Passage for review =
▼

Phillip Brogan with the Department of Transportation spoke with the Meredith selectmen during the June 15 meeting about a project to rehabilitate the Route 3 bridge over Maple Street named the "POW/MIA Freedom Ride Bridge." Brogan said the state is in the "very preliminary design stages" of the bridge restoration project and they hope to come back with more details later this summer.

Brogan said this will be a preservation project.

"This bridge is nearing the end of its service life, but it can certainly be preserved and this project will probably give it another plus or minus 15 or 20 years of life," Brogan said.

The bridge was constructed in 1947 and rehabilitated in 1983, with work including sidewalk repairs and rail expansion. The bridge sees an average of 17,000 vehicles per day, though those numbers are closer to 25,000 a day in the summer and around 12,000 in the off season.

Brogan said the bridge deck is deteriorating with potholing and cracking. The joint repair done in 1983 is at the end of its serviceable life, the sidewalks are badly cracking, and the granite curb is separating from the concrete sidewalk. Brogan said the bridge bearing is badly rusted with spalling on the concrete beams below it. The drainage system has severely deteriorated with a pipe practically disintegrated.

Brogan said the pavement will be torn up and the concrete below will be repaired as needed including the deck, the beams, and the abutments. The bearings don't need replacing, but they will be cleaned and have paint removed. The granite curb will be replaced with a concrete curb. The joining will be repaired and the guardrail on the southern side will be replaced. Additionally new drainage structures will be installed and the sidewalk will be repaired.

Brogan said traffic control during the project is going to be difficult considering that one lane at a time will have to be closed off and how much traffic that bridge receives. One option is to put in a temporary signal to allow cars to move on that one lane at a time. Brogan said this could cause traffic backups so they will do the project in the off season.

Another option is to allow northbound traffic to proceed as normal over the bridge and create a detour of approximately half a mile on the southbound side using local roads.

▲

Task instructions =
According to the passage on the Route 3 bridge, about how many vehicles cross the bridge each day in the summer?

[Dataset listing]
▼

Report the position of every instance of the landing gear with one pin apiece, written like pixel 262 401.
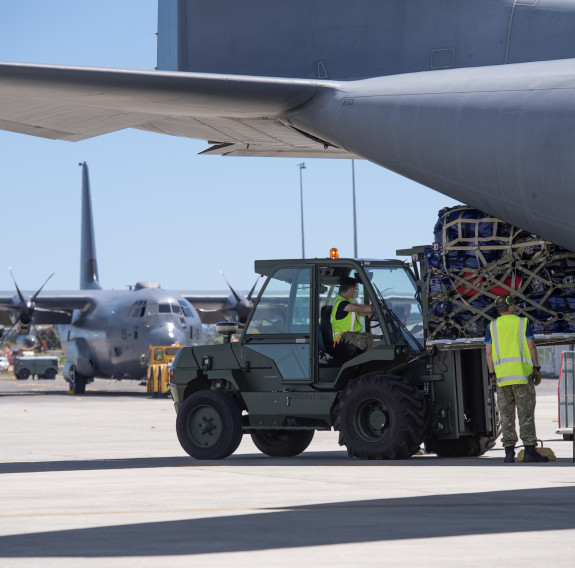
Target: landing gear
pixel 77 382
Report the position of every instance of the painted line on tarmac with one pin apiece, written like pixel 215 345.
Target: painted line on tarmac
pixel 301 508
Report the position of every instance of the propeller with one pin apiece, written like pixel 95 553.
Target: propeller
pixel 241 306
pixel 25 307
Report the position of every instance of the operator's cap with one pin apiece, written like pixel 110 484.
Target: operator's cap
pixel 503 302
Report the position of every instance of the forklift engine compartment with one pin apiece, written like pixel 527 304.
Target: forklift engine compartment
pixel 284 378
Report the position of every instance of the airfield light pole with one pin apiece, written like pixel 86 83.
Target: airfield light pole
pixel 301 167
pixel 354 211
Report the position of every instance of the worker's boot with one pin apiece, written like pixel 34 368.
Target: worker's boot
pixel 509 454
pixel 533 456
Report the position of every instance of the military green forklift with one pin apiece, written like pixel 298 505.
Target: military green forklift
pixel 284 378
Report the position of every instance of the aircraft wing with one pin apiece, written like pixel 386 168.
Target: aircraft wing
pixel 51 307
pixel 239 115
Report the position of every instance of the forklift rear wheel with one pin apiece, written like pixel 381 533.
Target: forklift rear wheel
pixel 282 443
pixel 209 425
pixel 380 417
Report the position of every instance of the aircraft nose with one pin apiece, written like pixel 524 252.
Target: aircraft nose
pixel 168 335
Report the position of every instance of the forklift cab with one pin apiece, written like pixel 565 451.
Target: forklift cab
pixel 290 321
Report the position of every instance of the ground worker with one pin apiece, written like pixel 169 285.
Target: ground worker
pixel 345 314
pixel 514 367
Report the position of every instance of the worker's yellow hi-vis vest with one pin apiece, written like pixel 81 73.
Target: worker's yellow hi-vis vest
pixel 349 323
pixel 510 352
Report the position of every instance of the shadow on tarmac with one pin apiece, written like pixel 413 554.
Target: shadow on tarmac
pixel 308 459
pixel 379 520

▲

Result for this task =
About 25,000 vehicles a day.